*SET PROBLEM:* Count the lines in the data below that contain the string "white", treating uppercase and lowercase letters as different, and reply with the number alone.

*RECORDED INFORMATION:*
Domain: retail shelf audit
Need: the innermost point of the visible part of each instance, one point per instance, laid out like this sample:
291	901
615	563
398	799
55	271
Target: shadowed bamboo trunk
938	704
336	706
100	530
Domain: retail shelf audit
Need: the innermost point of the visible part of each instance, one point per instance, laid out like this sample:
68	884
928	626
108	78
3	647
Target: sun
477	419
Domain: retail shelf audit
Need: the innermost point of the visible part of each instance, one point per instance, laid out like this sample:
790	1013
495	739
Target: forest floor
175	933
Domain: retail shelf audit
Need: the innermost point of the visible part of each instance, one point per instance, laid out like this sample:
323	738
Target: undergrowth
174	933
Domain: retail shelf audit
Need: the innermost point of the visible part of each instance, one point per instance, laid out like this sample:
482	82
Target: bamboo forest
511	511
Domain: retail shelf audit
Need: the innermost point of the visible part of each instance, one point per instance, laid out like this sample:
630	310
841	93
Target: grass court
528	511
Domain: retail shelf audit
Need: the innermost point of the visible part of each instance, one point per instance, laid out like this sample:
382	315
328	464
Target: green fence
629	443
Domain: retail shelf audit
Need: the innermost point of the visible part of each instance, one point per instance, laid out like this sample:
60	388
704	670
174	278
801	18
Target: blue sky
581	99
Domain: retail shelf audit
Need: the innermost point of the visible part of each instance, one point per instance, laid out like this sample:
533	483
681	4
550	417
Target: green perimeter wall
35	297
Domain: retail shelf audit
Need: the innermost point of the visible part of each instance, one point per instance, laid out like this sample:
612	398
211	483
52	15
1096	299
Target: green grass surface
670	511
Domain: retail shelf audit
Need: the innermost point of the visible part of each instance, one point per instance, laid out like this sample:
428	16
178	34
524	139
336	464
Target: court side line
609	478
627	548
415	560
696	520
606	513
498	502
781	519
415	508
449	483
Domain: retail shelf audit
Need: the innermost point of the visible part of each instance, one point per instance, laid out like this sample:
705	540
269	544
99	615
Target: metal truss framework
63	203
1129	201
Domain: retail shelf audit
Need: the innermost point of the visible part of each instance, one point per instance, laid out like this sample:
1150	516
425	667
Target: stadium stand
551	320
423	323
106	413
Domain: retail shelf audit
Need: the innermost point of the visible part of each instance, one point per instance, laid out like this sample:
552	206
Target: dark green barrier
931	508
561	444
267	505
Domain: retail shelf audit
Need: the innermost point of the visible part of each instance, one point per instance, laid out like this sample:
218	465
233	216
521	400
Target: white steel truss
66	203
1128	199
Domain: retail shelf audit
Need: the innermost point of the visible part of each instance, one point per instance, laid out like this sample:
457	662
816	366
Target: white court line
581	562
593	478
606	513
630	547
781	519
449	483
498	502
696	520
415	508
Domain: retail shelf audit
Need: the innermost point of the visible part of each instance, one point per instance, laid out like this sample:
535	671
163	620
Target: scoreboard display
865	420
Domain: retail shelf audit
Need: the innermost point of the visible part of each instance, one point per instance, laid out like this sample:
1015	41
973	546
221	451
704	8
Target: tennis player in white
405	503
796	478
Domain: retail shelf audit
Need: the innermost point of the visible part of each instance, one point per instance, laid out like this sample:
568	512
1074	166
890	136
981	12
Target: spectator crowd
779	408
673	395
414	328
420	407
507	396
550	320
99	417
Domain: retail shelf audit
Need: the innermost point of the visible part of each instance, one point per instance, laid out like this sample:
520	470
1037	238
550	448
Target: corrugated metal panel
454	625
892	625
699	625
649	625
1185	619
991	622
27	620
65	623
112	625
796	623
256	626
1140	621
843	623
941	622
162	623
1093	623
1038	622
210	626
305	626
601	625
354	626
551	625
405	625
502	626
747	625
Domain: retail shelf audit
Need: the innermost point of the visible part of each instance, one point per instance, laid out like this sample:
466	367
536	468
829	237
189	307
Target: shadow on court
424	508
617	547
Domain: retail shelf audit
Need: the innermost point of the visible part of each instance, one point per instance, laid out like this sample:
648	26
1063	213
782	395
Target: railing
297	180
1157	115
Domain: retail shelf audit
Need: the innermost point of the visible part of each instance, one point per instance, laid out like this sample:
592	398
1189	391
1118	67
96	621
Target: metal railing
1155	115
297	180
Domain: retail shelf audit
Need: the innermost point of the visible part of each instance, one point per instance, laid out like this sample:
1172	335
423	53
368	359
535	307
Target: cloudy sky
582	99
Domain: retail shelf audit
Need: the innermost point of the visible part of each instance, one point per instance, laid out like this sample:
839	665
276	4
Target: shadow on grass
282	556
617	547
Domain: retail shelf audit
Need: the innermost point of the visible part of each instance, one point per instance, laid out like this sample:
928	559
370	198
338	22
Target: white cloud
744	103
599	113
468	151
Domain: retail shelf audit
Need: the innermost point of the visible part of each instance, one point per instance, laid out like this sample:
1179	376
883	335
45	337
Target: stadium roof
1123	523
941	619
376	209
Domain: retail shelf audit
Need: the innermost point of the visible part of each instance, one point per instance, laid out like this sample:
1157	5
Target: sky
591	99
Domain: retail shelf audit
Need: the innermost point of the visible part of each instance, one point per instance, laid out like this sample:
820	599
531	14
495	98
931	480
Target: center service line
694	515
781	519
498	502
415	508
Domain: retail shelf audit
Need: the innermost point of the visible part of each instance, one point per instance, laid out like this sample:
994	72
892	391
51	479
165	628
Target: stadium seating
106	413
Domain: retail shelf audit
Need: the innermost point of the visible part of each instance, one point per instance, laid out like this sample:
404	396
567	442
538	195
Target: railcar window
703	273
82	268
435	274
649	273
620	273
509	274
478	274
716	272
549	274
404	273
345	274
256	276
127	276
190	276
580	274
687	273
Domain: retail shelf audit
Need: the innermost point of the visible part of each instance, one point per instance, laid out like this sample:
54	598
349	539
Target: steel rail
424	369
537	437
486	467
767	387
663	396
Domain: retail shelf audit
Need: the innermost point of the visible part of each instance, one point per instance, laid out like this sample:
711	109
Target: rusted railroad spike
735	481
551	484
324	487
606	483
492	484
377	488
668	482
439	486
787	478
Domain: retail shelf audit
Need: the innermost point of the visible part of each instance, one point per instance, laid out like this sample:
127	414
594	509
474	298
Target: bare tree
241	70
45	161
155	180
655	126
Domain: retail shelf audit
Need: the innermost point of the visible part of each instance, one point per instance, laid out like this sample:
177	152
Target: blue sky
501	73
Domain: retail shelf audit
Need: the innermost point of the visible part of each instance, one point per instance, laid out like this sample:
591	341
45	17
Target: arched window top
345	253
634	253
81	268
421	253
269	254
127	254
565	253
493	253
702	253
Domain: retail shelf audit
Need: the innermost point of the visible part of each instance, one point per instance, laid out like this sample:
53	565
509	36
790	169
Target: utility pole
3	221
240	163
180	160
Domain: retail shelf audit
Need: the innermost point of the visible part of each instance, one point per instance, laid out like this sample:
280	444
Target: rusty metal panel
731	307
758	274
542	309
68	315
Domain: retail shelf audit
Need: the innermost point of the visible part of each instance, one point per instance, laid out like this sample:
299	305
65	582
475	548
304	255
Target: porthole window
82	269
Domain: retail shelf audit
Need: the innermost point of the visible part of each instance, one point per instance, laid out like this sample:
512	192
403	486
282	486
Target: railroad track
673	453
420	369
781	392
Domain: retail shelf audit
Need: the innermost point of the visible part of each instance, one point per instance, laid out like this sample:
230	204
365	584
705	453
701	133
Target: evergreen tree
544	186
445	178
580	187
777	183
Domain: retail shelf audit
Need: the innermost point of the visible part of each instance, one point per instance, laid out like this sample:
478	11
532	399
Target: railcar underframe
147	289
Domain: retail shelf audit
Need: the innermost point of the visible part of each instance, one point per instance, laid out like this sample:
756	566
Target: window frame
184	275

*OUTPUT BELOW:* 4